## Start Provided data

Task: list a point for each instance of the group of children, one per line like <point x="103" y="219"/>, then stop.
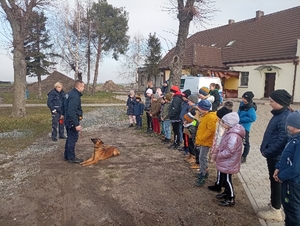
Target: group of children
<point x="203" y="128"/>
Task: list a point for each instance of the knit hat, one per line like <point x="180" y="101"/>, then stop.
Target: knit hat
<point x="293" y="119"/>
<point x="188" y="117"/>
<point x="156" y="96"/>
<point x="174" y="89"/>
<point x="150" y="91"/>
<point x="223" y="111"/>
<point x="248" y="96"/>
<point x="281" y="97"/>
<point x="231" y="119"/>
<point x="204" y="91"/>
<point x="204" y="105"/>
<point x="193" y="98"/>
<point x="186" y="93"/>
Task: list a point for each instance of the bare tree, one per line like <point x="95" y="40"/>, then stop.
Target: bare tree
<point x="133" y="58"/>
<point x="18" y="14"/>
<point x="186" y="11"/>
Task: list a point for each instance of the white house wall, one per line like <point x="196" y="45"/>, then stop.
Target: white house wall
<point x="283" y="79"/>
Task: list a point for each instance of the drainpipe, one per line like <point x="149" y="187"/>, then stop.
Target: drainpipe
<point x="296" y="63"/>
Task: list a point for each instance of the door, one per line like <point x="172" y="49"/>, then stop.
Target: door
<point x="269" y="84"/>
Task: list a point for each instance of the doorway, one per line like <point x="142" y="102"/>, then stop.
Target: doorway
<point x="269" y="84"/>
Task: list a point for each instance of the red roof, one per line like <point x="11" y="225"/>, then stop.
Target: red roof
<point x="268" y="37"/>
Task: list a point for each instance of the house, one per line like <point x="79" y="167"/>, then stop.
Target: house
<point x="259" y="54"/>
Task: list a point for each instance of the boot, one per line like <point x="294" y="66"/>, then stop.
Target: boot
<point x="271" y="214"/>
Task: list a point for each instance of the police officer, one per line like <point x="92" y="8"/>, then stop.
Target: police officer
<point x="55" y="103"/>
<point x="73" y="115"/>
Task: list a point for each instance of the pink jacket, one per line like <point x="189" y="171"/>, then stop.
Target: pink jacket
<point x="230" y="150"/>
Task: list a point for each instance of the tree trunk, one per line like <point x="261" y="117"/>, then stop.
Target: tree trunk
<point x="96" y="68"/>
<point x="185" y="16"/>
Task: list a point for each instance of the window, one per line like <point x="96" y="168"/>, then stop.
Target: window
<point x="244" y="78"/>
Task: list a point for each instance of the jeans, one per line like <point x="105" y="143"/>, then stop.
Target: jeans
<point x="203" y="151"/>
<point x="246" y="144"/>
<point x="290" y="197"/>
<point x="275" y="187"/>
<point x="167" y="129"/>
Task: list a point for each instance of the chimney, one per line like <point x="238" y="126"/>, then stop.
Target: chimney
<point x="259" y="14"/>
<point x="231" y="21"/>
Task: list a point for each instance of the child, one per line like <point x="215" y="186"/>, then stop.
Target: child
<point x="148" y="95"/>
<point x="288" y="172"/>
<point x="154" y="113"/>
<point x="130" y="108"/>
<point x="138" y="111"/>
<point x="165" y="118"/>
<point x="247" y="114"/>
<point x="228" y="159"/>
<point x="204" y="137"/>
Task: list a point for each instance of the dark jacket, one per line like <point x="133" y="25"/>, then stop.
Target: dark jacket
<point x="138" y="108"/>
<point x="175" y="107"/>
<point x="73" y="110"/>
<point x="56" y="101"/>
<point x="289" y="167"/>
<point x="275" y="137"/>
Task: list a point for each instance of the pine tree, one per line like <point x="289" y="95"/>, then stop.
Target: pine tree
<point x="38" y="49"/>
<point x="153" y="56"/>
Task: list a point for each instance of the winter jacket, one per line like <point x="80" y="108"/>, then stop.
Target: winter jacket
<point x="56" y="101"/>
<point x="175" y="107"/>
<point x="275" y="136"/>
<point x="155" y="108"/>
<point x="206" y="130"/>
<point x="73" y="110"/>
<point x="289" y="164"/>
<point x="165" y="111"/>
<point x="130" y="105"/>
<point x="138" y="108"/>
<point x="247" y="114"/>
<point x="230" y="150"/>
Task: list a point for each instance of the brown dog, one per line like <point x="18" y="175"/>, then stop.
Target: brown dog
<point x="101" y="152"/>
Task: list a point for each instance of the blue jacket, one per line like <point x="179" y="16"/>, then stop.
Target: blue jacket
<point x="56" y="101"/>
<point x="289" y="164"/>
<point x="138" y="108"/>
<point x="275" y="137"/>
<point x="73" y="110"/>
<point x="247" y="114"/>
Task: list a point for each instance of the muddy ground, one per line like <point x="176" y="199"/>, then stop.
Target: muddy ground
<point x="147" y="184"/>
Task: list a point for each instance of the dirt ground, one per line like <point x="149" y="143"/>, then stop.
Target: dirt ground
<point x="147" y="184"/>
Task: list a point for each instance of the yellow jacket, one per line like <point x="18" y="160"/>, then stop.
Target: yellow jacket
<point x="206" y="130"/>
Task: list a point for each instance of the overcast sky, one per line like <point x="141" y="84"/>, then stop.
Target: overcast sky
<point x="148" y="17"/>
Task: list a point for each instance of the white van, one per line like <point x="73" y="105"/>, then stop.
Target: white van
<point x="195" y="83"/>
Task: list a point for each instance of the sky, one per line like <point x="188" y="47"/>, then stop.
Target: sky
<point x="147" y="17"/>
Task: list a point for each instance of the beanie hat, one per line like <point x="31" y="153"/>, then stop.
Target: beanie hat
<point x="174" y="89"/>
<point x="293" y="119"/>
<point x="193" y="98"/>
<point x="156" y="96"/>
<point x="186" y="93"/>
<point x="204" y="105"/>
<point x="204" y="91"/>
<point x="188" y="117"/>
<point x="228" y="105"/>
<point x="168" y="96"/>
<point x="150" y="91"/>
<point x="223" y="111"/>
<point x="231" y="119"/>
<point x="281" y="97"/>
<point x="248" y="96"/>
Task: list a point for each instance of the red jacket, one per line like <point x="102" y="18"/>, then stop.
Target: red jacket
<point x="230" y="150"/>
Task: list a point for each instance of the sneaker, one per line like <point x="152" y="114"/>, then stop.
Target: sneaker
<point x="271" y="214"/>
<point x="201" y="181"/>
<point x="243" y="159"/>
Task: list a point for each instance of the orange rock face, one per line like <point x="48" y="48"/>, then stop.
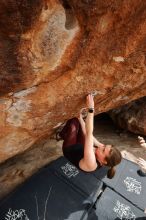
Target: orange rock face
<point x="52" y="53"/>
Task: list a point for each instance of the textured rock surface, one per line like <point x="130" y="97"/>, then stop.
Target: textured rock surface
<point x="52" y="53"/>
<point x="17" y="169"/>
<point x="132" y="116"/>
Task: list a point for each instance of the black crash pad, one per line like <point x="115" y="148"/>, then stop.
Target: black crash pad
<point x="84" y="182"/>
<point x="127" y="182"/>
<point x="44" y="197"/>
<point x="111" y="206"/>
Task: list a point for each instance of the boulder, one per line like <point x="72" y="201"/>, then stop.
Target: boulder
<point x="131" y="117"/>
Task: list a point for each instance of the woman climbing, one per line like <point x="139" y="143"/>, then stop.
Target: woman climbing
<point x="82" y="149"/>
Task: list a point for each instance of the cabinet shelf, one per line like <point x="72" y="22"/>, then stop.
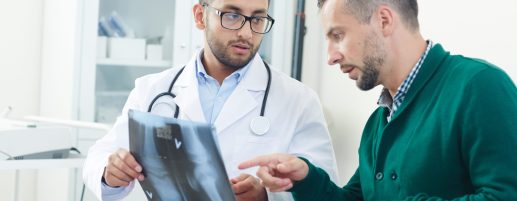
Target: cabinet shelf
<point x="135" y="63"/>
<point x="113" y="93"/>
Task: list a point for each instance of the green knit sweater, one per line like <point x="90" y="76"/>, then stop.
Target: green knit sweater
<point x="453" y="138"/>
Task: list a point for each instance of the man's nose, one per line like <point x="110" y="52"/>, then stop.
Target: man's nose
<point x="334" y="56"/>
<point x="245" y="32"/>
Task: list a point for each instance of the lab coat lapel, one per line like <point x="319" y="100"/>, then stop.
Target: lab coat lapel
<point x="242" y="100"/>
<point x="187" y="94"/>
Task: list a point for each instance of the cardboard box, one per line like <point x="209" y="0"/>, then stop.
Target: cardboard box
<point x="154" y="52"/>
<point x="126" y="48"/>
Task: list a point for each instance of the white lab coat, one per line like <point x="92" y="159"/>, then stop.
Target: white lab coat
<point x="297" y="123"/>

## End Provided data

* [Challenge]
Rewrite every line from the one containing "Task: list a point for each instance of the cardboard" through the last line above, inclusive, and increase each x and y coordinate of the answer points by 40. Leave the lines that begin with "Task:" as they are.

* [Result of this exercise]
Task: list a point for each instance of the cardboard box, one per line like <point x="209" y="0"/>, then stop.
Target: cardboard box
<point x="194" y="92"/>
<point x="166" y="88"/>
Task: list a point for each instance of the white lab coat, one per line like <point x="92" y="159"/>, then stop.
Target: white lab coat
<point x="337" y="163"/>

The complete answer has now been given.